## Task to carry out
For this exercise, return only the lines in the records below from the one holding "Target: team logo on jersey" through the one holding "Can you find the car tyre?", including both, exactly as they appear and without pictures.

(Natural language region descriptions)
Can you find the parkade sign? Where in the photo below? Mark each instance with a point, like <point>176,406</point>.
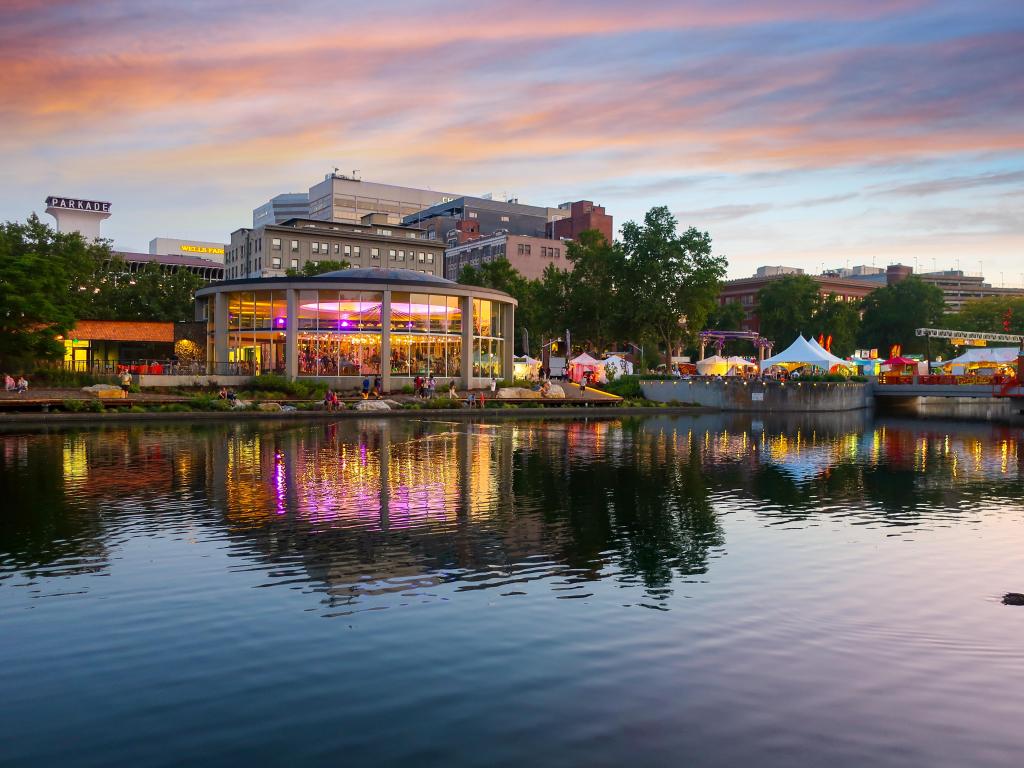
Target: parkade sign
<point>71,204</point>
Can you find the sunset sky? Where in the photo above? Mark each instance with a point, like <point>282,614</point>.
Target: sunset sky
<point>798,132</point>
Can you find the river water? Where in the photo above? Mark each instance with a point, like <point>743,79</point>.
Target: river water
<point>699,591</point>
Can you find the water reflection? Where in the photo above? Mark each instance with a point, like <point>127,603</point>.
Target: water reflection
<point>365,510</point>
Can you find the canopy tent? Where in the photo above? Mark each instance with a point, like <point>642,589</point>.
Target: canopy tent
<point>714,366</point>
<point>996,357</point>
<point>524,367</point>
<point>835,360</point>
<point>738,366</point>
<point>620,366</point>
<point>585,364</point>
<point>804,352</point>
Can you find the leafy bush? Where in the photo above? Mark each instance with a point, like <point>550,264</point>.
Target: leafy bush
<point>624,386</point>
<point>64,379</point>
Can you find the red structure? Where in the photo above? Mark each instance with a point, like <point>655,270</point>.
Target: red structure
<point>583,215</point>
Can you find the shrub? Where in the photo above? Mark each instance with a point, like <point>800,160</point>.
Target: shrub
<point>624,386</point>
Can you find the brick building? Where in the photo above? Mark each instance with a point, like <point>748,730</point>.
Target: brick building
<point>582,215</point>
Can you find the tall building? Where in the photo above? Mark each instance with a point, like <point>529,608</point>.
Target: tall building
<point>957,287</point>
<point>745,290</point>
<point>580,216</point>
<point>281,208</point>
<point>462,219</point>
<point>378,241</point>
<point>528,255</point>
<point>341,198</point>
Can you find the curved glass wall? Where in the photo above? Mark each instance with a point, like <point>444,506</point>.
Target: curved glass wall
<point>488,339</point>
<point>426,335</point>
<point>256,332</point>
<point>339,333</point>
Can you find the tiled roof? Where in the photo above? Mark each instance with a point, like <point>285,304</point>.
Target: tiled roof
<point>122,331</point>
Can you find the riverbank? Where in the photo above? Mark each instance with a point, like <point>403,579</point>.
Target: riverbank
<point>204,417</point>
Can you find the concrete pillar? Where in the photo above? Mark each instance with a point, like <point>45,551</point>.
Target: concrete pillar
<point>509,333</point>
<point>292,335</point>
<point>220,333</point>
<point>467,341</point>
<point>386,343</point>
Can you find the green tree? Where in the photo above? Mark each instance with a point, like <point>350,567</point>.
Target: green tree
<point>785,308</point>
<point>839,318</point>
<point>593,294</point>
<point>312,268</point>
<point>42,278</point>
<point>671,281</point>
<point>891,314</point>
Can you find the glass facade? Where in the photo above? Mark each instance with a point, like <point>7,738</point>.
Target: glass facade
<point>488,341</point>
<point>341,333</point>
<point>426,335</point>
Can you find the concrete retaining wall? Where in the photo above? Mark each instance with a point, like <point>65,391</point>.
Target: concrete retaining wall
<point>736,394</point>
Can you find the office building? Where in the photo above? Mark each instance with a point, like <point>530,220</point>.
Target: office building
<point>580,216</point>
<point>269,251</point>
<point>957,287</point>
<point>744,291</point>
<point>464,218</point>
<point>347,199</point>
<point>281,208</point>
<point>350,324</point>
<point>529,256</point>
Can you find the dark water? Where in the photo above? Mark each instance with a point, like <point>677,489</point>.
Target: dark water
<point>664,591</point>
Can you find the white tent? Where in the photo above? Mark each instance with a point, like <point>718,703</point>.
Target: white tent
<point>835,360</point>
<point>716,365</point>
<point>998,355</point>
<point>621,366</point>
<point>583,364</point>
<point>803,351</point>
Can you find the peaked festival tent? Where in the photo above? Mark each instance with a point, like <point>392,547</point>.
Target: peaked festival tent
<point>584,364</point>
<point>804,352</point>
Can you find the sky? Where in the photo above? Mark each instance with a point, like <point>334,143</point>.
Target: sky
<point>797,132</point>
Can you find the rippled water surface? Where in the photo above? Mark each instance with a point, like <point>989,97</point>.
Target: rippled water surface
<point>665,591</point>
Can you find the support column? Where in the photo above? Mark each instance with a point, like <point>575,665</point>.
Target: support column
<point>292,335</point>
<point>467,341</point>
<point>220,333</point>
<point>509,333</point>
<point>386,342</point>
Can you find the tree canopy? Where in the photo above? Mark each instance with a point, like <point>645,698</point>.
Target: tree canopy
<point>42,279</point>
<point>891,314</point>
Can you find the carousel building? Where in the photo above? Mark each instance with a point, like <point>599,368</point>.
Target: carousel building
<point>352,324</point>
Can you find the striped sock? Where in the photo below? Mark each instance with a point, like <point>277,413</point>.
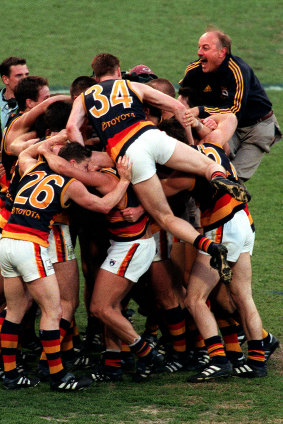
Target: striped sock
<point>66,335</point>
<point>50,340</point>
<point>256,353</point>
<point>9,341</point>
<point>2,317</point>
<point>215,350</point>
<point>265,335</point>
<point>112,360</point>
<point>176,324</point>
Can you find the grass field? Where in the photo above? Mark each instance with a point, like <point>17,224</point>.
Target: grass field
<point>59,40</point>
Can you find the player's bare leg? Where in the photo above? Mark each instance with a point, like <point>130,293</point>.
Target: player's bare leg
<point>153,199</point>
<point>109,291</point>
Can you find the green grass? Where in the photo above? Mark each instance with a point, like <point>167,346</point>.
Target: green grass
<point>59,39</point>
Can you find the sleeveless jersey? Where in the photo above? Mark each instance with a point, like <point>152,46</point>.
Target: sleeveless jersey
<point>119,229</point>
<point>117,113</point>
<point>216,208</point>
<point>38,199</point>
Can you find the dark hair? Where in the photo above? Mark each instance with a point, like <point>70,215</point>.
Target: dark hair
<point>103,64</point>
<point>28,88</point>
<point>80,84</point>
<point>163,85</point>
<point>57,115</point>
<point>10,61</point>
<point>74,151</point>
<point>224,39</point>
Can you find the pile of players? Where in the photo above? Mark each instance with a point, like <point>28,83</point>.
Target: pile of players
<point>108,136</point>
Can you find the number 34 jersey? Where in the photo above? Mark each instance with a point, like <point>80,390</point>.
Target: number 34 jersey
<point>38,199</point>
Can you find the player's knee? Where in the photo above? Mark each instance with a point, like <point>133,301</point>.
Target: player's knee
<point>96,310</point>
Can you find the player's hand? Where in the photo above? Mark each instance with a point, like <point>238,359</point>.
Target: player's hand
<point>209,123</point>
<point>191,120</point>
<point>132,214</point>
<point>124,168</point>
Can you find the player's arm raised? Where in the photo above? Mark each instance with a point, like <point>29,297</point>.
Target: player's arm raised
<point>79,194</point>
<point>76,120</point>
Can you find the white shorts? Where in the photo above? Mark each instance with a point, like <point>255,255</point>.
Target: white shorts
<point>130,259</point>
<point>236,235</point>
<point>60,247</point>
<point>163,241</point>
<point>20,258</point>
<point>151,147</point>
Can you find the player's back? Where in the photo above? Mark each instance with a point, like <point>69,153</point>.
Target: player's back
<point>38,199</point>
<point>117,113</point>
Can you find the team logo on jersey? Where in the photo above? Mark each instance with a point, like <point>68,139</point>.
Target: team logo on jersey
<point>207,89</point>
<point>224,92</point>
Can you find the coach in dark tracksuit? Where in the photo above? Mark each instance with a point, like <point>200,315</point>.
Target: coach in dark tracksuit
<point>225,83</point>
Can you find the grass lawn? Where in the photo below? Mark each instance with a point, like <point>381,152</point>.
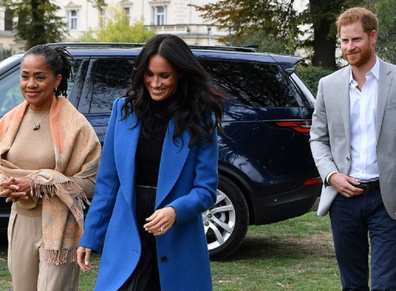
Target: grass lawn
<point>296,254</point>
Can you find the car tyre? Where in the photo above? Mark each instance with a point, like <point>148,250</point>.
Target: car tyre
<point>226,223</point>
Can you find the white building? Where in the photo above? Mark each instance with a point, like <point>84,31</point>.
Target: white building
<point>165,16</point>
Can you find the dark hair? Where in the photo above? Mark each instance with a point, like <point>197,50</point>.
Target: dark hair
<point>58,61</point>
<point>197,107</point>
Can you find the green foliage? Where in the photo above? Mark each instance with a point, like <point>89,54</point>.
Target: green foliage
<point>312,75</point>
<point>5,53</point>
<point>277,27</point>
<point>115,28</point>
<point>386,43</point>
<point>269,23</point>
<point>37,21</point>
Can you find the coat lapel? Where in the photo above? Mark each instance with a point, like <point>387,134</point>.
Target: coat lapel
<point>124,150</point>
<point>344,103</point>
<point>384,86</point>
<point>173,159</point>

## Response for this exercise
Target: team logo on jersey
<point>207,89</point>
<point>224,92</point>
Can you find the coach in dark tracksuit? Where in the photo above? Mark each instance with a point, like <point>200,315</point>.
Target: coach in dark tracksuit
<point>225,83</point>
Can you find the grass lawn? Where in the photo below? Mark each instance with a point, like <point>381,152</point>.
Target: grass lawn
<point>296,254</point>
Can you find the car tyre? Where in the photo above? Mark each instance with a point, like <point>148,250</point>.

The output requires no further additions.